Tasks for this exercise:
(1) Decide whether each statement agrees with the post on comments below. (a) The writer's design document describes the primary objects in the system and their operations. (b) In Modula, the design is directly implementable as compilable specifications. (c) Updates to the document and code should be done one after the other. For each, answer yes or no and quote the deciding words of the post.
(2) Reproduce the passage of the post on comments below from "rjh@cs.purdue.EDU (Bob Hathaway) (02/11/89)" to "and the variable-declarations.".
(3) According to the post on comments below, in what form are the important procedures described in the design document?

Excerpt to read:
━━━━━━

[comp.lang.ada] comments on comments

rjh@cs.purdue.EDU (Bob Hathaway) (02/11/89)

Dave Jones [djones@megatest.UUCP] Writes:
>Here are some remarks that I wrote up for one of the
>members of my programming team.  I hope they will be
>helpful.

Thanks, I agree good documentation is invaluable.

>
>In my opinion, the most important parts of a program to document
>are the structure-declarations and the variable-declarations.
>

This is true, but alternate design strategies can call for an
extended perspective on documentation.  When using an object
oriented design strategy, I'll first write a design document
describing the primary objects in the system and their operations.
Also in the document will be a high-level description of the
important procedures written in an informal PDL, such as a pseudo
Ada code.  For objects (Adts), first is a description of the object and
its rational and system context.  For instance, what the object is
intended for, why I chose an abstract data object or an abstract data
type, and possibly how it will interact in the system, but
the last part could go in a separate document as pointed out
by Dave Jones.  Second is a numbered list of operations and their 
descriptions.   When the entire system is complete, the declarations
can be coded in a higher-order language.  In Ada, the design is directly
implementable as compilable specifications.  In Modula or some other
language in which the specifications aren't compilable the procedures
can be filled in with stubs or empty declarations.  The design document
can be included as comments and updates to the document and code should
be done concurrently.  The object descriptions are included in the
specifications and optionally in the package or module body, and the
(numbered) operation descriptions included for each procedure or method.

>Here's a good way to go about it:
>
>/*******************************
> * This is one block comment,
> * and it is easy to modify.
> ******************************/
>

Here's another way:

/*
 * my_procedure
 *
 *    <ADT design document index>
 *    This is a description of...
 *    ...
 */

             Bob Hathaway
             rjh@purdue.edu

rjh@cs.purdue.EDU (Bob Hathaway) (02/23/89)

(I write)
>|This seems to go backwards.  Programmers should first design
>|their software then implement it.  You seem to be advocating 
>|implementation then design.  The descriptive algorithm should 
>|come first, then the code.

━━━━━━

(Stored items)

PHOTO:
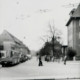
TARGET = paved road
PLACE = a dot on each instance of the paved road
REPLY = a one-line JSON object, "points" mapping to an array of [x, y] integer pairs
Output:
{"points": [[30, 69]]}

━━━━━━

Results:
(1)
(a) Yes: "describing the primary objects in the system and their operations."
(b) No: "In Modula or some other language in which the specifications aren't compilable the procedures can be filled in with stubs or empty declarations."
(c) No: "updates to the document and code should be done concurrently."

(2)
rjh@cs.purdue.EDU (Bob Hathaway) (02/11/89)

Dave Jones [djones@megatest.UUCP] Writes:
>Here are some remarks that I wrote up for one of the
>members of my programming team.  I hope they will be
>helpful.

Thanks, I agree good documentation is invaluable.

>
>In my opinion, the most important parts of a program to document
>are the structure-declarations and the variable-declarations.

(3) They are given as a high-level description written in an informal PDL, such as a pseudo Ada code.